**Data shown**.
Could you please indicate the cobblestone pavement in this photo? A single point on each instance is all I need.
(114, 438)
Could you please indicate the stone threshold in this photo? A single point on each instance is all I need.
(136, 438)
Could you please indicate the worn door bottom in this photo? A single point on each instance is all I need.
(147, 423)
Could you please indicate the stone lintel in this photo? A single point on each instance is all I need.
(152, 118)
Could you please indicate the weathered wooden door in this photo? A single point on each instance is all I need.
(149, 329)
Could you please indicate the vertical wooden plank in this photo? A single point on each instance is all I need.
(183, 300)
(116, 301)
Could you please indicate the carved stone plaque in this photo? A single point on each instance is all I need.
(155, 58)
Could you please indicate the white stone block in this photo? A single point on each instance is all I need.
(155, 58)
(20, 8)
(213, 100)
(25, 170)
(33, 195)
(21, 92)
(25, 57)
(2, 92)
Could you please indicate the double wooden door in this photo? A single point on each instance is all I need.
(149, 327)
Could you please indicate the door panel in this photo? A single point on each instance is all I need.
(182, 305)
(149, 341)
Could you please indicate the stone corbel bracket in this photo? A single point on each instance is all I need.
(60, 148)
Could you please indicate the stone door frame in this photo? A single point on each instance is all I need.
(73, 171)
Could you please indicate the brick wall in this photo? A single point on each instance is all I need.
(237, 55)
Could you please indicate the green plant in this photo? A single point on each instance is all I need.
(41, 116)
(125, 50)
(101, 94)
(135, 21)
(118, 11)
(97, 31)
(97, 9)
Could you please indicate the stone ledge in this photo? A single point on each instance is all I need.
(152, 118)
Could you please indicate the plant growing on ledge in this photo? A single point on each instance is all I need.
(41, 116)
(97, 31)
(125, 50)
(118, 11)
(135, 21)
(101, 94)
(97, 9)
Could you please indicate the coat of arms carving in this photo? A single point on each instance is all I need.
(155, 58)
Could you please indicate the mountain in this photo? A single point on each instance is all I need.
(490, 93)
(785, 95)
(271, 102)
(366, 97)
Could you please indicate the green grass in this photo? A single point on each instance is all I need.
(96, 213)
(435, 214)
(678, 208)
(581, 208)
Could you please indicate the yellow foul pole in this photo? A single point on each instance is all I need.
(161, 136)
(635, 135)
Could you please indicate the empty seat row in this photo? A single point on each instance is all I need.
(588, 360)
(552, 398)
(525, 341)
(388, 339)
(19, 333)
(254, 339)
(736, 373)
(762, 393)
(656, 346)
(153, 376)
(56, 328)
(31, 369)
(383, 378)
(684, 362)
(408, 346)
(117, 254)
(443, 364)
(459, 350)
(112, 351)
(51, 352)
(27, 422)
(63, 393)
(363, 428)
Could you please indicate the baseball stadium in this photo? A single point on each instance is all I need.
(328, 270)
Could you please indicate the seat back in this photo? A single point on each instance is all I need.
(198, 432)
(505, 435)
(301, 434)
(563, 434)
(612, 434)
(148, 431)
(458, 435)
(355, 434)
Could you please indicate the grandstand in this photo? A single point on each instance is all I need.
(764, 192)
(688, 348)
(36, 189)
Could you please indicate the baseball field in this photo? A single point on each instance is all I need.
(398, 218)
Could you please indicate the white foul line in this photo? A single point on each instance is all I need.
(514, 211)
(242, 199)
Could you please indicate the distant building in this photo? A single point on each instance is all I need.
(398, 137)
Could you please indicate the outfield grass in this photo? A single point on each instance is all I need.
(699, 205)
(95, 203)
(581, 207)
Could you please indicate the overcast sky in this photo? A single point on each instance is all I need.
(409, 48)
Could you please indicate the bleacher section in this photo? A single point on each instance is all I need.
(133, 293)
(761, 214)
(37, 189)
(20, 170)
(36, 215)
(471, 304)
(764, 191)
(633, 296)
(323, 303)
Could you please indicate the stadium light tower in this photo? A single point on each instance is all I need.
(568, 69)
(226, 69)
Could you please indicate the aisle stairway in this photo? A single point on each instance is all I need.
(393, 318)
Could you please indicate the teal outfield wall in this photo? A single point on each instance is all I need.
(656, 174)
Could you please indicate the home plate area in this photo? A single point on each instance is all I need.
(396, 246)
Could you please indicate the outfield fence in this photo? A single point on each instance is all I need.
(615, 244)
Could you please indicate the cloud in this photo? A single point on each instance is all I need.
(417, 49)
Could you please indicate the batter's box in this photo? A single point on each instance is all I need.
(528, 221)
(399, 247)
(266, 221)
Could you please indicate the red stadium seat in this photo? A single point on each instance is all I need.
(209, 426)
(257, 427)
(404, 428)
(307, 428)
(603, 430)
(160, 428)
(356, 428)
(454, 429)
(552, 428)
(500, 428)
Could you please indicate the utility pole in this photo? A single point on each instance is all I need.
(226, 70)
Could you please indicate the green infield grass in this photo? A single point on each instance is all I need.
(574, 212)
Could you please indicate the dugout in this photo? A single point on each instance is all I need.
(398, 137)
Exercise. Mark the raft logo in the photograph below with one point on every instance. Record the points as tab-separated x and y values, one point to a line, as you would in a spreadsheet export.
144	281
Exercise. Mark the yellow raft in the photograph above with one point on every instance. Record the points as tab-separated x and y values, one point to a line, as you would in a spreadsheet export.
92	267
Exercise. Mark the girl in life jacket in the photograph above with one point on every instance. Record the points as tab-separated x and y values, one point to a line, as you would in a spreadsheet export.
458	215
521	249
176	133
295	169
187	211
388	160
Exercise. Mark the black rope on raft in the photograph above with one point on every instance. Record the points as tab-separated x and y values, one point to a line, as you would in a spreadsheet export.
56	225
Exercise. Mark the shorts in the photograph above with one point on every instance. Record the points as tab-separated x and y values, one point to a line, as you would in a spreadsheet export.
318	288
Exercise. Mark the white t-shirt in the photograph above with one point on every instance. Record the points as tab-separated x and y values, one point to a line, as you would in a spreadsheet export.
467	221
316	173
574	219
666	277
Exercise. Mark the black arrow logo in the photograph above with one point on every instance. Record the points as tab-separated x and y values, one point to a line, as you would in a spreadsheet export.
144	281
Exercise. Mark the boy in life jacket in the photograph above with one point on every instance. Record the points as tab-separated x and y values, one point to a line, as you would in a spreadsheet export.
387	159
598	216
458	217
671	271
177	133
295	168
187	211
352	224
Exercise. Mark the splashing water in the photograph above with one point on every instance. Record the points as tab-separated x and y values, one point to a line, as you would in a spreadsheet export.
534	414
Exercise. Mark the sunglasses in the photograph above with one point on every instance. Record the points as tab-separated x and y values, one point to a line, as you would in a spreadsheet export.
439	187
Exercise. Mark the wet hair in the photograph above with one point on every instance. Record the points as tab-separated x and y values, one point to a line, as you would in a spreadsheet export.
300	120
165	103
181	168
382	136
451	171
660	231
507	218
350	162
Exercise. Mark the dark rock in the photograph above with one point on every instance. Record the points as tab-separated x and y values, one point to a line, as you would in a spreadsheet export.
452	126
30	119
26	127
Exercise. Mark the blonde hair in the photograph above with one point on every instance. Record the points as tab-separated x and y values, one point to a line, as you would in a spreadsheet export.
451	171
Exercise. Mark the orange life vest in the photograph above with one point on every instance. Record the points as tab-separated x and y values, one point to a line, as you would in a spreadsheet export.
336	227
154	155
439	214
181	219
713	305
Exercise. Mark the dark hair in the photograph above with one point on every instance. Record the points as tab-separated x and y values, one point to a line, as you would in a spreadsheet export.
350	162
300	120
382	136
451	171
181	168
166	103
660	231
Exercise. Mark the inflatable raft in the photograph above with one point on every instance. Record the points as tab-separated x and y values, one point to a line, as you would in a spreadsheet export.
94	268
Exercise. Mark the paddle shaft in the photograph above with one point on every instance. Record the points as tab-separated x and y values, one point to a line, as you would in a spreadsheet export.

**Your task**.
Reproduce each line verbatim.

**Result of the task**.
Could you please indicate the cobblestone pavement in this photo? A single point on each instance is all I need.
(114, 438)
Could you please indicate the stone threshold in this photo? A single point on each instance is all I need.
(136, 438)
Could you please indicate the worn door bottom in this photo? A single point on each instance is all I need.
(147, 423)
Could you please indicate the stone lintel in this photo? A single point on each instance is all I need.
(152, 118)
Could you please indicate the weathered wooden door in this photo? A single point on each instance is all I need.
(149, 329)
Could you please indicate the vertical wooden plank in this photo? A single point on each instance is all I need.
(183, 300)
(116, 301)
Could you please indicate the carved stone plaque in this photo? A single point on each instance is all I need.
(155, 58)
Could you please indicate the white stone block in this photo? A single point on each instance is all I need.
(155, 58)
(20, 8)
(213, 100)
(25, 170)
(33, 195)
(21, 92)
(25, 57)
(2, 92)
Could you please indicate the double wooden door in this photo? A single point on each instance is all I need.
(149, 327)
Could you please indicate the door panel in this photo? A single point on each instance is all I need.
(182, 305)
(149, 341)
Could you please indicate the stone corbel bracket in this photo? A single point on each instance is all I need.
(60, 148)
Could you please indicate the stone door frame in this photo? A single point on each instance is all I need.
(73, 171)
Could you please indicate the brick wall in this photo? A single point on each instance is all I need.
(237, 55)
Could you please indicate the green plant in this photo? A single point on each instance is all I need.
(41, 116)
(125, 50)
(101, 94)
(135, 21)
(118, 11)
(97, 31)
(97, 9)
Could you please indicate the stone ledge in this photo? A single point on each instance is all I need.
(152, 118)
Could you please indicate the plant growing on ledge in this photo? A single point on each instance is all I need.
(41, 116)
(97, 31)
(125, 50)
(118, 11)
(135, 21)
(101, 94)
(97, 9)
Could you please indicate the coat of arms carving in this photo? A single point on each instance is all I need.
(155, 58)
Could you please indicate the mountain in this photo? A single point on each instance is all I need.
(490, 93)
(785, 95)
(271, 102)
(366, 97)
Could you please indicate the green grass in this photo? A single point on each instance is all I need.
(96, 213)
(435, 214)
(678, 208)
(581, 208)
Could you please indicate the yellow foul pole in this photo? A single point on each instance is all I need.
(161, 136)
(635, 135)
Could you please indicate the empty seat row in this photo? A single point on each instance is all I need.
(588, 360)
(552, 398)
(525, 341)
(388, 339)
(19, 333)
(254, 339)
(736, 373)
(762, 393)
(656, 346)
(153, 376)
(56, 328)
(31, 369)
(383, 378)
(684, 362)
(408, 346)
(117, 254)
(443, 364)
(459, 350)
(112, 351)
(51, 352)
(27, 422)
(63, 393)
(363, 428)
Could you please indicate the baseball stadium in this photo? A single point on each instance is all I need.
(328, 270)
Could you please indicate the seat back in this photo? A single point on each instance is all I need.
(198, 432)
(505, 435)
(301, 434)
(563, 434)
(612, 434)
(148, 431)
(458, 435)
(355, 434)
Could you please indicate the grandstand in this photo? A single point on each instance is all I need.
(764, 192)
(688, 348)
(36, 189)
Could you please indicate the baseball field in this photo? A single point on each instance is all I need.
(398, 218)
Could you please indicate the white foul line in this photo? A single point on each instance is all I need.
(514, 211)
(242, 199)
Could you please indicate the distant building in this photo? A single point on each instance is all I need.
(398, 137)
Could you please indicate the outfield grass in this photo? A single point on each instance is all I need.
(699, 205)
(95, 203)
(581, 207)
Could you please indicate the overcast sky in this photo? A single point on each instance is all I need.
(409, 48)
Could you please indicate the bleacher section in this photo? A single point on each instance is all I need.
(133, 293)
(761, 214)
(37, 189)
(20, 170)
(36, 215)
(471, 304)
(764, 191)
(633, 296)
(323, 303)
Could you please indicate the stadium light tower in this photo? A single point on each instance is all I need.
(568, 69)
(226, 69)
Could you please indicate the aisle stairway in this photo? A single point on each instance is all I need.
(393, 318)
Could you please indicate the teal outfield wall in this photo? A single point on each instance is all I need.
(656, 174)
Could you please indicate the home plate area in this photo? A single point on each instance is all I need.
(396, 246)
Could you please indicate the outfield fence in this photo? A single point on each instance is all I need.
(615, 244)
Could you please indicate the cloud in this photo? A single point on each instance is all I need.
(417, 49)
Could you please indicate the batter's box in this photo? A single point on each instance is all I need.
(528, 221)
(399, 247)
(266, 221)
Could you please indicate the red stadium seat in this photo? A single point on each instance is all I need.
(209, 426)
(257, 427)
(404, 428)
(307, 428)
(603, 430)
(160, 428)
(356, 428)
(454, 429)
(552, 428)
(500, 428)
Could you please indicate the utility pole in this photo? A single point on each instance is all I need.
(226, 70)
Could you please indicate the green infield grass in this photo? A single point on each instance is all I need.
(574, 212)
Could you please indicate the dugout in this photo? A single point on each instance is all I need.
(398, 137)
Exercise. Mark the raft logo in the photograph below with one point on every instance. Record the points as tab-separated x and y values, one point to a line, as you would in a spreadsheet export.
144	281
Exercise. Mark the yellow raft in the photograph above with one point on every instance. Record the points as tab-separated x and y values, one point to a line, as you would in a spreadsheet export.
92	267
Exercise. Mark the girl in life jacket in the photograph above with one point on every instance. Record the points as tab-separated x and y values, one point to a line, as you would in a spreadsheet export.
458	215
521	249
176	133
295	169
187	211
388	160
Exercise. Mark the black rope on raft in the photograph above with one point on every instance. Record the points as tab-separated x and y values, one point to a line, as you would in a spreadsheet export.
56	225
Exercise. Mark the shorts in the photograph above with one point on every instance. Record the points as tab-separated x and y values, one point to a line, as you would in a spreadsheet export.
318	288
Exercise. Mark the white t-shirt in the photograph above with one point on every instance. Record the points as tab-separated x and y values, one point to a line, as you would in a spreadsheet export.
467	221
316	173
574	219
666	277
Exercise. Mark the black arrow logo in the photograph above with one point on every instance. Record the points as tab-separated x and y values, one point to a line, as you would in a spreadsheet export.
144	281
Exercise. Mark the boy in life jacket in the photograph above with one point on every instance. Record the points as tab-separated x and y values, one point to a line, as you would in a spreadsheet export.
387	159
598	216
458	217
671	271
177	133
295	168
187	211
352	224
Exercise. Mark the splashing water in the photograph above with one point on every instance. Record the points as tab-separated x and y values, one point to a line, as you would in a spreadsheet export.
534	414
Exercise. Mark the sunglasses in the photograph above with one point on every instance. Record the points as tab-separated x and y values, one point to a line, as you would in a spreadsheet export.
439	187
Exercise. Mark the wet hair in the photograph above with one point on every instance. Record the points as tab-separated x and y values, one point to a line, as you would in a spreadsheet export.
300	120
165	103
181	168
382	136
451	171
660	231
507	218
350	162
Exercise. Mark the dark rock in the photograph above with one point on every instance. Record the points as tab-separated x and y values, one point to a line, as you would in a spreadsheet export.
452	126
30	119
26	127
Exercise. Mark the blonde hair in the photograph above with one point on every instance. Record the points as tab-separated x and y values, one point to a line, as you would in a spreadsheet export.
451	171
Exercise. Mark the orange life vest in the photograph above with one point on every instance. Record the points as tab-separated x and y values, one point to a line, as you would in a spreadsheet export.
336	227
154	155
439	214
181	219
713	305
Exercise. Mark the dark hair in the photograph above with one point on every instance. Record the points as tab-separated x and y values, one point to a line, as you would in a spreadsheet export.
350	162
300	120
382	136
451	171
181	168
166	103
660	231
Exercise. Mark the inflatable raft in the photograph above with one point on every instance. Record the points as tab-separated x and y values, one point to a line, as you would in a spreadsheet export.
94	268
Exercise. Mark the paddle shaft in the photograph above with one point on every instance. Record the points as tab-separated x and y values, one point to a line, as you would in a spreadsheet export.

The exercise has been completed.